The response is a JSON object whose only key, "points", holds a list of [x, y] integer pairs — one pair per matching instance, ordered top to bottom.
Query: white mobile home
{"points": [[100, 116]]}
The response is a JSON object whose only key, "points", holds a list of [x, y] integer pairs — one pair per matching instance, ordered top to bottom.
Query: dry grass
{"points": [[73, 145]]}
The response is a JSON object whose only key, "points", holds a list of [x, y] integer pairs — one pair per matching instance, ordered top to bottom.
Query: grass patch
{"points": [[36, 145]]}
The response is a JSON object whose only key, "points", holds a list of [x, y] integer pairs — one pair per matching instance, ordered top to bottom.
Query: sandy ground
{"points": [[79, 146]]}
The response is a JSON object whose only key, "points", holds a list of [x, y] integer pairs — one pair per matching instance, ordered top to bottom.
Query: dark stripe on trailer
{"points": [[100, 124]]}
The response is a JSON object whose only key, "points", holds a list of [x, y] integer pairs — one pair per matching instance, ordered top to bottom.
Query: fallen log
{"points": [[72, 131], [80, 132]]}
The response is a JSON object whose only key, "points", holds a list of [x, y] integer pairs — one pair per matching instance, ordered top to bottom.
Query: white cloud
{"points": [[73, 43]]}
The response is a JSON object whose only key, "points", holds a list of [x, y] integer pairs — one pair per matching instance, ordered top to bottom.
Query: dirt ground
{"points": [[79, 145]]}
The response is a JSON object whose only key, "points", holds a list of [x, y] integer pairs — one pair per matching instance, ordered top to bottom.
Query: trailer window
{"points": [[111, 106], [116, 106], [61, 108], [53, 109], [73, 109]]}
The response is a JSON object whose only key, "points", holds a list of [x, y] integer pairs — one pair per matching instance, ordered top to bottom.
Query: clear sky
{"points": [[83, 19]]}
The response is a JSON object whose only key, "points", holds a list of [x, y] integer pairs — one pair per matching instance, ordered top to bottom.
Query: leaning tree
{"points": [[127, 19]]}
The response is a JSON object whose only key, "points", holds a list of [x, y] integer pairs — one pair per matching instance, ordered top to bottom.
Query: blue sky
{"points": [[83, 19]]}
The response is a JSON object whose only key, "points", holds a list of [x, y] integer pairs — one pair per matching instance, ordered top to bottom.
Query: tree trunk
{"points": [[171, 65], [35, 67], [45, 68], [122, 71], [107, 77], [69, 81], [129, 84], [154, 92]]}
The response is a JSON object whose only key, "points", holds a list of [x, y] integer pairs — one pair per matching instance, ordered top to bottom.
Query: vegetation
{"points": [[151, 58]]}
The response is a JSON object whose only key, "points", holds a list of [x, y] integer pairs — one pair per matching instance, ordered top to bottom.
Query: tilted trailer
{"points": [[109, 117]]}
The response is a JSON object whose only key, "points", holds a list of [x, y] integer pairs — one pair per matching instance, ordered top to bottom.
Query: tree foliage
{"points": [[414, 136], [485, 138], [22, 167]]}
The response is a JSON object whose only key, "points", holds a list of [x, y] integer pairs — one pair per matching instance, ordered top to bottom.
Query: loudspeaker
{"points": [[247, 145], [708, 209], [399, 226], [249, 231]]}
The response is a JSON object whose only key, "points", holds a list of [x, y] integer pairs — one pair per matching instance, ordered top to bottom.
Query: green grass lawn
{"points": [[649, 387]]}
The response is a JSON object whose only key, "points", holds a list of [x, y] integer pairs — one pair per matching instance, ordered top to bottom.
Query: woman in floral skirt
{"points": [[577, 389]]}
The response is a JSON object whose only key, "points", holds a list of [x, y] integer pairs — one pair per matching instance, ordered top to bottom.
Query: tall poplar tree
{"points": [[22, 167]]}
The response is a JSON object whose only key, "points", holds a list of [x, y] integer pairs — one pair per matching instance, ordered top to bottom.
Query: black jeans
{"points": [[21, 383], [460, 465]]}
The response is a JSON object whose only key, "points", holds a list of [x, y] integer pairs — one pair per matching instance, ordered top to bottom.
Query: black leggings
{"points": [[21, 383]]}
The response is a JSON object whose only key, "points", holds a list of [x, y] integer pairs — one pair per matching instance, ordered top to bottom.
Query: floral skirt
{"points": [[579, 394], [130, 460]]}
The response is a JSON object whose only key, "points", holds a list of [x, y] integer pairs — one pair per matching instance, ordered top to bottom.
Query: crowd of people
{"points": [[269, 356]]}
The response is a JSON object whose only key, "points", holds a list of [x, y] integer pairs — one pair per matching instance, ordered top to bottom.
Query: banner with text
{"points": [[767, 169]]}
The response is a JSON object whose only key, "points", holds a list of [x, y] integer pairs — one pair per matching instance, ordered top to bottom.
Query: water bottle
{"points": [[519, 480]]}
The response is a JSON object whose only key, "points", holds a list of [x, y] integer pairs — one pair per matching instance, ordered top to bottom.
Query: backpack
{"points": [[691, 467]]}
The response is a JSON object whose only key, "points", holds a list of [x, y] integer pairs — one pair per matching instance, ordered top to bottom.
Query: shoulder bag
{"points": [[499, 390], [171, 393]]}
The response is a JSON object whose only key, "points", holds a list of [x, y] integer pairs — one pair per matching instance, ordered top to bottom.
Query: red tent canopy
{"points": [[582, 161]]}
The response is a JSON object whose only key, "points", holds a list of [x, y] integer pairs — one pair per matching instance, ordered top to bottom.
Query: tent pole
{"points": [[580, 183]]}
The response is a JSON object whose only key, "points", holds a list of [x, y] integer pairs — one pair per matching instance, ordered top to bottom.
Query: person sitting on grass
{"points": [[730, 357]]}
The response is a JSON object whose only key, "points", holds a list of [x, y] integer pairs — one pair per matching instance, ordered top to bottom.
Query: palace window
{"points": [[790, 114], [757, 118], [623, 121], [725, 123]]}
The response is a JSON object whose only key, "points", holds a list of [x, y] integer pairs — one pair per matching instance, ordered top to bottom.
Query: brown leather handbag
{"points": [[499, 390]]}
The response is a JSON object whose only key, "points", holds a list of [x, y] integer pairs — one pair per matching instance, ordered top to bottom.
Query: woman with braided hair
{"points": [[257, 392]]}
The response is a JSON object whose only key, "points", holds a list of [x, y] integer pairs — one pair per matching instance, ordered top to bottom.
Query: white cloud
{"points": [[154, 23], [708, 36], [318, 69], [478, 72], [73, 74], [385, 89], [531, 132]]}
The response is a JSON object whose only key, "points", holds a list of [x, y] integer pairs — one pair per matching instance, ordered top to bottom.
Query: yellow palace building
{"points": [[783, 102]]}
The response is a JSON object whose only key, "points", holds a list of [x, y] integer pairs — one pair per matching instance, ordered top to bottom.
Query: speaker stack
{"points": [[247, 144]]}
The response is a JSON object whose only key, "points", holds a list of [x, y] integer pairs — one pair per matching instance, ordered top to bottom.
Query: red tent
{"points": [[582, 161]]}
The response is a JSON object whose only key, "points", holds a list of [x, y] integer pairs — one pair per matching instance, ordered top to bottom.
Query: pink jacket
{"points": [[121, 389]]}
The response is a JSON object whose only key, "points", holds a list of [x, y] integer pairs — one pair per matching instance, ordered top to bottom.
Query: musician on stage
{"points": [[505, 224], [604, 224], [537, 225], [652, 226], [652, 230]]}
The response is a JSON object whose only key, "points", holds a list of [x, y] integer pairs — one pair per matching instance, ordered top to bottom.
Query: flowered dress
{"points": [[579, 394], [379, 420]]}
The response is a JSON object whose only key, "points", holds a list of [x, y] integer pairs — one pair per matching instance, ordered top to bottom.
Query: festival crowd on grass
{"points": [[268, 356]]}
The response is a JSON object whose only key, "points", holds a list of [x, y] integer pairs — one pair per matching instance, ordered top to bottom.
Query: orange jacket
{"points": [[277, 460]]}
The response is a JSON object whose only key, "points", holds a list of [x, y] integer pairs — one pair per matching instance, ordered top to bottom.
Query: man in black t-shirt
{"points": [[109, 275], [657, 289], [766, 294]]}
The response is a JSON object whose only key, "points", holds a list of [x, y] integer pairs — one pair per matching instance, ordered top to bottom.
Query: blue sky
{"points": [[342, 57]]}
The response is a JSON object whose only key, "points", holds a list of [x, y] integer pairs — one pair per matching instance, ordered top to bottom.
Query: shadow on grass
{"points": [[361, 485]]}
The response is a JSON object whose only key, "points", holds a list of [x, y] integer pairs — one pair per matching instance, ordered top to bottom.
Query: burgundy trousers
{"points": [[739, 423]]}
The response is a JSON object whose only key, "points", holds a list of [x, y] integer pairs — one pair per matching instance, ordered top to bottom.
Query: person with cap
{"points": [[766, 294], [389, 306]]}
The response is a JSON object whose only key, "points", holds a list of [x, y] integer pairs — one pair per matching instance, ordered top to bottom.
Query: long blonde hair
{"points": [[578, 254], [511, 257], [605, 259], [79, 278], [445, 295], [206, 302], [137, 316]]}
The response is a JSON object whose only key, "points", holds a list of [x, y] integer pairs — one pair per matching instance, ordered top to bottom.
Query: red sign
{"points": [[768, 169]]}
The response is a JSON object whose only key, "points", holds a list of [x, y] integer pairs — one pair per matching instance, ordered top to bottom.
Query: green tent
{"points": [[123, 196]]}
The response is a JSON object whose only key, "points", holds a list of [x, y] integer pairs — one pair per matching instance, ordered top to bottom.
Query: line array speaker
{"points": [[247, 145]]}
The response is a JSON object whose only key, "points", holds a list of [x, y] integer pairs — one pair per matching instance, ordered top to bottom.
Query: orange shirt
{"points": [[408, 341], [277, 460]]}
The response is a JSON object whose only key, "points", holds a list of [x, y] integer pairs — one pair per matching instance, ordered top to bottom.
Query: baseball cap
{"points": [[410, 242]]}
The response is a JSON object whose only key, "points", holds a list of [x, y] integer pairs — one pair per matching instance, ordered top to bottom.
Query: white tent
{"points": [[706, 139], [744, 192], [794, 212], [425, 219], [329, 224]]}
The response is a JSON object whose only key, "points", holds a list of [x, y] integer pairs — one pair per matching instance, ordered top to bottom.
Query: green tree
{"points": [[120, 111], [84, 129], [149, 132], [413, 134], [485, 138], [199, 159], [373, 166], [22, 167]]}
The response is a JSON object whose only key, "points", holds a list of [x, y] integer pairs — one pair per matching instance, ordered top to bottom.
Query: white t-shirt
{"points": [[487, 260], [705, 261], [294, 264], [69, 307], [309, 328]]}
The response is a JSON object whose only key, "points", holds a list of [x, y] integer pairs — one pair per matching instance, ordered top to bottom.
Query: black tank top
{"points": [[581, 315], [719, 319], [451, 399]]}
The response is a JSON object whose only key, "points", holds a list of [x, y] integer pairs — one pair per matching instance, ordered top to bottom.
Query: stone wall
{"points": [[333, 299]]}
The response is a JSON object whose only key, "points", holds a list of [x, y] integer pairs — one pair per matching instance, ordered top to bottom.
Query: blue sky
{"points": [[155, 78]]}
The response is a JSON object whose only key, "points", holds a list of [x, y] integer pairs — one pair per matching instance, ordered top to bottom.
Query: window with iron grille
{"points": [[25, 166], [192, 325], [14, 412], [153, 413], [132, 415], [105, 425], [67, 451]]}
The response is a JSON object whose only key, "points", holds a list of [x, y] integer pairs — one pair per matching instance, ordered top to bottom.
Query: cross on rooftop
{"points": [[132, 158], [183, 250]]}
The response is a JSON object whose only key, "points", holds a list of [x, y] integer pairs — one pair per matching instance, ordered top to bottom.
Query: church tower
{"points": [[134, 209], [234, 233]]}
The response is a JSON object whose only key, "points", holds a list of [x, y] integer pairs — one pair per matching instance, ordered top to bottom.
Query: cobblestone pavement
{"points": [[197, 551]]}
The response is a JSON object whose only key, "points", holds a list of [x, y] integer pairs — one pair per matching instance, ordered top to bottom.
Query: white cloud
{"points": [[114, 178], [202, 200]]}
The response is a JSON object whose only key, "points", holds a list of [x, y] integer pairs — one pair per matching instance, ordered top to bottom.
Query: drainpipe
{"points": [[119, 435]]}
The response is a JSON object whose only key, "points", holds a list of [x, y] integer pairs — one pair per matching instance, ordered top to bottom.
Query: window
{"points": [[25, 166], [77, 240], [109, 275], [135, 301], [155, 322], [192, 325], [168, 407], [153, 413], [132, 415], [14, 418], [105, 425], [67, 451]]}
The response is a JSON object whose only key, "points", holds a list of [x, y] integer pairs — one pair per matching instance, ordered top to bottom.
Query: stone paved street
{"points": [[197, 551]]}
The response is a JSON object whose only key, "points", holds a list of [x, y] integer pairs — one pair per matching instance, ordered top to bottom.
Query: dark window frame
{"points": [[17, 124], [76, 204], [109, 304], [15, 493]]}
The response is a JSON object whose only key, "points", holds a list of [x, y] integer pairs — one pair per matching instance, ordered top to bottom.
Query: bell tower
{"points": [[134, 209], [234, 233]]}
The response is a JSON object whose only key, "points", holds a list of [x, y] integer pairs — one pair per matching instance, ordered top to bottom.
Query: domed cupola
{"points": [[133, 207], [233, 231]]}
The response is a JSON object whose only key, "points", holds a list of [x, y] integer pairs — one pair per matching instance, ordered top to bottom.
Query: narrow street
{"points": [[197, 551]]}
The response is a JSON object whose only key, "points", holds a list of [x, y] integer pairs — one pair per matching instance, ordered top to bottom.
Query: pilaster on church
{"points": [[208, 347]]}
______
What needs to be done:
State how many lines of the data above contain the word "crowd". Reply with the number alone.

Exercise output:
2